→ **Information supplied**

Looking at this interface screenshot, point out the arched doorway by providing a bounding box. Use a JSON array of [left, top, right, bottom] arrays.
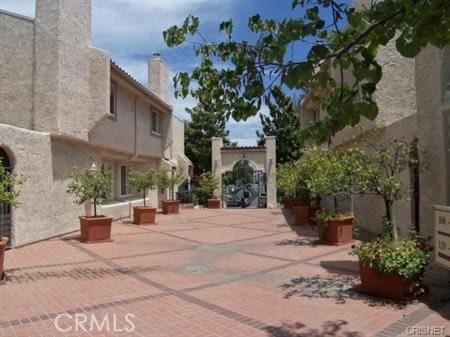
[[222, 159, 267, 208], [0, 147, 13, 247]]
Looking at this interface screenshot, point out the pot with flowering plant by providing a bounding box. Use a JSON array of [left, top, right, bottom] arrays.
[[307, 147, 360, 245], [351, 139, 431, 299], [156, 166, 185, 214], [278, 160, 320, 225], [196, 172, 220, 208], [129, 167, 157, 225], [67, 164, 113, 244]]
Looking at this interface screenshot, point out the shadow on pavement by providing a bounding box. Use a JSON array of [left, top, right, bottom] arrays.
[[264, 319, 364, 337], [280, 274, 410, 308]]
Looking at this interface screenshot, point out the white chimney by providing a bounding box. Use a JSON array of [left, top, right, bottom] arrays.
[[148, 53, 169, 103]]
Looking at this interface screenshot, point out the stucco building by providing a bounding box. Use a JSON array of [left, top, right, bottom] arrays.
[[301, 0, 450, 277], [0, 0, 191, 247]]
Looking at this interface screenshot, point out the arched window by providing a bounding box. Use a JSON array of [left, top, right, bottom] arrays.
[[0, 147, 11, 171]]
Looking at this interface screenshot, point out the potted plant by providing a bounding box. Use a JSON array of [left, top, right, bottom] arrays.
[[156, 166, 185, 214], [0, 161, 23, 283], [351, 140, 429, 299], [128, 168, 157, 225], [277, 161, 319, 225], [352, 233, 431, 300], [197, 172, 220, 208], [67, 164, 113, 243], [307, 147, 358, 244]]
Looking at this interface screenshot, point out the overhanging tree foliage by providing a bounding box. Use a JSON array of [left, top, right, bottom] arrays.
[[185, 103, 235, 175], [256, 86, 304, 163], [164, 0, 450, 143]]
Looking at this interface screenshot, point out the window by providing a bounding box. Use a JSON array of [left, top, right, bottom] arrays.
[[120, 165, 131, 197], [110, 83, 117, 118], [151, 110, 162, 135]]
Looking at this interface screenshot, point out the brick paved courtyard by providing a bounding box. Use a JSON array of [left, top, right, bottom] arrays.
[[0, 209, 448, 337]]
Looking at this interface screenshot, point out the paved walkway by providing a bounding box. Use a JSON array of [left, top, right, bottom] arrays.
[[0, 209, 448, 337]]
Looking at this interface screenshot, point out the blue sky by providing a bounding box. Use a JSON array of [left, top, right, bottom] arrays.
[[1, 0, 317, 145]]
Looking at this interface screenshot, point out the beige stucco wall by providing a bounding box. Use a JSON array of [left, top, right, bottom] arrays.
[[89, 72, 166, 159], [0, 1, 110, 140], [0, 123, 163, 247], [0, 11, 34, 129]]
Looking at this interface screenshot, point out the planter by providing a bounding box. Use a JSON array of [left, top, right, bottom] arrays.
[[282, 199, 295, 210], [292, 206, 309, 225], [79, 216, 113, 243], [0, 237, 8, 284], [162, 200, 179, 214], [358, 263, 418, 300], [133, 206, 156, 225], [319, 216, 354, 245], [293, 206, 320, 225], [207, 198, 221, 209]]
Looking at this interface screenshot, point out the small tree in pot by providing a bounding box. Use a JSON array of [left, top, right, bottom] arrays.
[[278, 160, 318, 225], [0, 161, 23, 283], [351, 139, 431, 299], [197, 172, 220, 208], [156, 166, 185, 214], [307, 147, 359, 245], [129, 168, 157, 225], [67, 165, 113, 243]]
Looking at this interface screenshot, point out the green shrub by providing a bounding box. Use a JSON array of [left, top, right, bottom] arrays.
[[128, 168, 156, 207], [196, 172, 219, 204], [67, 166, 112, 217], [0, 161, 23, 207], [352, 237, 431, 289]]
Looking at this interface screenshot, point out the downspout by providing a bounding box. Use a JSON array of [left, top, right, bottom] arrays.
[[134, 99, 137, 157]]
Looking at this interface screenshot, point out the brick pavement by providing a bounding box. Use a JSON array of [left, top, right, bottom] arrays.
[[0, 208, 448, 337]]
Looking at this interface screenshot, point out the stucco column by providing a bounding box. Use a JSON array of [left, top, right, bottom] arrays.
[[416, 46, 450, 280], [211, 137, 223, 198], [265, 136, 276, 208]]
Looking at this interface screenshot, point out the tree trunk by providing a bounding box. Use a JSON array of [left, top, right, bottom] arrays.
[[93, 197, 97, 217], [143, 189, 146, 207], [333, 197, 338, 212]]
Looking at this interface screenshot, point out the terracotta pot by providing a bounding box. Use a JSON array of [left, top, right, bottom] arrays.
[[292, 206, 309, 225], [359, 263, 417, 300], [161, 200, 179, 214], [0, 237, 8, 283], [293, 206, 320, 225], [79, 216, 113, 243], [320, 216, 354, 245], [133, 207, 156, 225], [282, 199, 295, 210], [207, 198, 221, 209]]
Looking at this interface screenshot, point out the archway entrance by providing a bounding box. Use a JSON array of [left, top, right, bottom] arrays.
[[222, 160, 267, 208], [0, 148, 13, 247], [211, 137, 277, 208]]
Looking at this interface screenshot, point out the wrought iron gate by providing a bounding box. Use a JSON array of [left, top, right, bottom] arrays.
[[222, 169, 267, 208], [0, 148, 12, 247]]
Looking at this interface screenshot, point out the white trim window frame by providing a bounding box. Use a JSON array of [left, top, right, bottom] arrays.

→ **Action item**
Could you restate every record above word for word, dropping the pictures?

→ **Your response**
Looking at this interface screenshot, point out the arched doorway by providing a bounding box. Use a JSON array of [left, top, right, bottom] arrays.
[[222, 159, 267, 208], [0, 147, 13, 247]]
Looking at this interface screenshot, point out the pot with flowering plant by providing a bounding box. Use a JSON array of [left, top, right, bottom] arrays.
[[307, 147, 360, 245], [351, 139, 431, 299], [156, 166, 185, 214], [278, 160, 320, 225], [196, 172, 220, 208], [129, 167, 157, 225], [67, 164, 113, 244]]
Looking at this interface screenshot, point out the shadow on pavement by providing a bounding box. Use a JSON array of [left, top, right, bottom] arrays.
[[264, 319, 364, 337], [280, 274, 410, 308]]
Looking at this interface screenshot, point out the white chimney by providing a bounding box. Use a JSON array of [left, top, right, bottom] arrays.
[[148, 53, 169, 103]]
Looking at this interface screenshot, point out the stucco building by providing a bounding box. Use a JSON array of [left, top, right, bottom] arrays.
[[301, 0, 450, 277], [0, 0, 191, 247]]
Looking at this interface screenshot, point out the arched window by providing a bounding box. Use a JSON array of [left, top, right, bottom] arrays.
[[0, 147, 11, 171]]
Looking at this interface screenshot, point out the potted plant by providing a bounding box. Use a JSON array of [left, top, right, bottom] arrays.
[[156, 166, 185, 214], [0, 161, 23, 283], [351, 140, 429, 299], [128, 168, 157, 225], [277, 161, 319, 225], [352, 233, 431, 300], [197, 172, 220, 208], [67, 164, 113, 243], [307, 147, 358, 244]]
Looking at this interface screenshot, point out the overhanging tree foliage by providing a bounding box. Use a JSON array of [left, top, right, bottom] arrays.
[[185, 103, 235, 175], [256, 86, 304, 163], [164, 0, 450, 143]]
Looking at this interface screenshot, point out the window by providing a bounding box. Use a JSON array of [left, top, right, bottom] arrays.
[[120, 165, 131, 197], [110, 83, 117, 118], [151, 110, 162, 135]]
Looking at this interface screenshot, point out the brick paved courtyard by providing a bounding box. Use a JSON array of [left, top, right, bottom] arrays.
[[0, 209, 448, 337]]
Looking at this interface screenshot, point out the paved walkway by providing a bounding box. Use a JSON array of [left, top, right, bottom] arrays.
[[0, 209, 448, 337]]
Looking at this interface screenshot, point out the blue sky by providing a bounding box. Use a JSON array of [left, top, right, bottom] arrays.
[[1, 0, 317, 145]]
Looking at this interface screenshot, point out the beige stucco wall by providing a bounding box. Use a JSON array of [left, top, right, bottom] arrays.
[[89, 72, 166, 159], [0, 1, 110, 140], [0, 123, 163, 247], [0, 11, 34, 129]]
Looking at this interface screenshot, point out the planter by providing a bounding box. Use a JSON array of [left, top, right, bottom] arrays.
[[282, 199, 295, 210], [292, 206, 309, 225], [79, 216, 113, 243], [0, 237, 8, 284], [162, 200, 179, 214], [358, 263, 418, 300], [133, 206, 156, 225], [319, 216, 354, 245], [293, 206, 320, 225], [207, 198, 221, 209]]
Looking at this interface screenshot, point out the small tree in pot by providing a bounding box. Use a JSON array of [left, top, right, bottom] arrays.
[[278, 160, 318, 225], [0, 161, 23, 283], [351, 139, 431, 299], [197, 172, 220, 208], [156, 166, 185, 214], [307, 147, 359, 245], [129, 168, 157, 225], [67, 165, 113, 243]]
Looking at this interface screenshot, point out the green shrub by providing a bounding box. Use a JSON array of [left, top, right, bottom] arrays.
[[128, 168, 156, 207], [196, 172, 219, 204], [67, 166, 112, 217], [0, 161, 23, 207], [352, 237, 431, 289]]
Looking at this interface screenshot, point out the downspout by providing a bounding box. Use a JSON array of [left, top, right, bottom] arrays.
[[134, 99, 137, 157]]
Looking at this interface screenshot, point out the brick pavement by providing a bounding box. Use a JSON array of [left, top, right, bottom] arrays.
[[0, 208, 448, 337]]
Looking at this interface screenshot, point out the stucco column by providing a bounding box. Use a JSON array of [left, top, right, bottom] arrays.
[[416, 46, 450, 280], [211, 137, 223, 198], [265, 136, 276, 208]]
Looking at this interface screenshot, point out the tree trunk by providing a bounding box. Use a JSON array of [left, top, right, bottom] arrays.
[[93, 197, 97, 217], [143, 189, 146, 207], [333, 197, 338, 212]]
Looking at this interface screenshot, point out the terracotta pot by providing a bounding box. Use a JSON array of [left, top, right, bottom] arrays.
[[292, 206, 309, 225], [359, 263, 417, 300], [161, 200, 179, 214], [0, 237, 8, 283], [293, 206, 320, 225], [79, 216, 113, 243], [320, 216, 354, 245], [133, 207, 156, 225], [282, 199, 295, 210], [207, 198, 221, 209]]
Looking at this interface screenshot, point out the archway entrance by providing a bounding box. Use a JSON array of [left, top, right, bottom] arrays.
[[222, 160, 267, 208], [0, 148, 13, 247], [211, 137, 277, 208]]
Looking at this interface screenshot, point out the wrought iron gate by providing a bounding box. Use a JSON array of [left, top, right, bottom] arrays.
[[222, 169, 267, 208], [0, 148, 12, 247]]
Looking at this interface screenshot, point out the white trim window frame by providing a bounding box. Use a JSON array of [left, top, right, bottom] arrays.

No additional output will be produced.